### Document excerpt
▬▬▬▬▬▬
One of the better reviews of the current push for transparency in drug pricing was published by the Napa Valley Times (with assistance from the WSJ).
Huge employers – Caterpillar, Perdue Chicken, the University of Michigan to name a few, are forcing their PBMs to pass thru rebates, fully disclose pricing and the basis thereof, and in some cases charge for their services on an administrative-fee only basis.
If this sounds familiar, it is. Think of the growth of self-insurance in the nineties, the focus on physician reimbursement and hospital profit margins and the efforts by large employers to contract directly with providers (that waxes and wanes).
But there’s something deeper going on here. Employers don’t see that intermediaries – PBMs, HMOs, insurers, managed care firms deliver much in the way of “value”. For that matter, the continuing decline in physician income clearly illustrates that payers don’t think they are getting their money’s worth there either.
And if the value perception is low, then it comes down to price – buyers just want it cheaper.
That’s how commodities are sold. And if intermediaries – HMOs, PBMs, managed care firms, insurers – can’t effectively demonstrate value, then they will become commoditized.
Just like physicians have.
What does this mean for you?
Figure out how to demonstrate value – by asking payers what they want in terms of outcomes. Then provide it to them and document it.
▬▬▬▬▬▬
Region pointing data

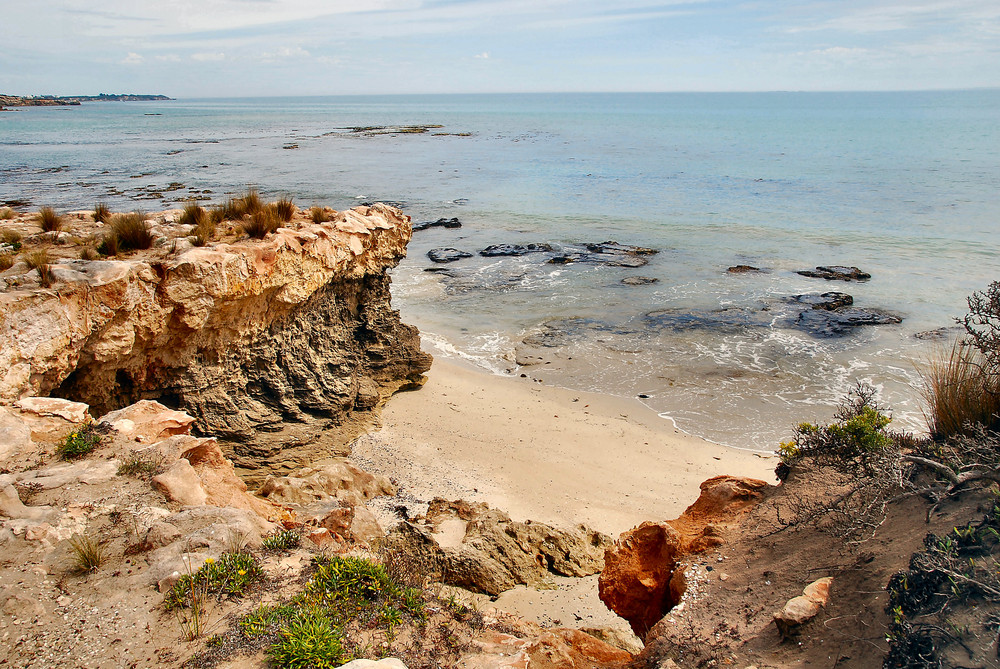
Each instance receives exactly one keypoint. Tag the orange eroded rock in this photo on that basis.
(640, 581)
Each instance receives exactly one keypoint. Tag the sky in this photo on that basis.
(237, 48)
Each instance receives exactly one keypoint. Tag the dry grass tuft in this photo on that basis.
(962, 391)
(101, 213)
(132, 231)
(49, 220)
(319, 215)
(261, 223)
(285, 209)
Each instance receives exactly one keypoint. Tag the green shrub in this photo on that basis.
(282, 540)
(102, 214)
(231, 574)
(79, 442)
(49, 220)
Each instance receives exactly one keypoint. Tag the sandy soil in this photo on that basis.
(543, 453)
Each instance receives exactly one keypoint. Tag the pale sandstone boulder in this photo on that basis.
▬▬▬▬▬▬
### Task requirements
(1) Answer these questions about the text on drug pricing transparency:
(a) Which publication, with help from the WSJ, published the review mentioned at the start?
(b) Which three employers are named as forcing their PBMs to pass thru rebates?
(c) According to the text, what clearly illustrates that payers don't think they are getting their money's worth from physicians?
(2) Reproduce the text on drug pricing transparency word for word, between "But there’s something" and "worth there either.", inclusive.
The entries have no connection to the text.

### Exercise solutions
(1)
(a) The Napa Valley Times
(b) Caterpillar, Perdue Chicken and the University of Michigan
(c) The continuing decline in physician income

(2)
But there’s something deeper going on here. Employers don’t see that intermediaries – PBMs, HMOs, insurers, managed care firms deliver much in the way of “value”. For that matter, the continuing decline in physician income clearly illustrates that payers don’t think they are getting their money’s worth there either.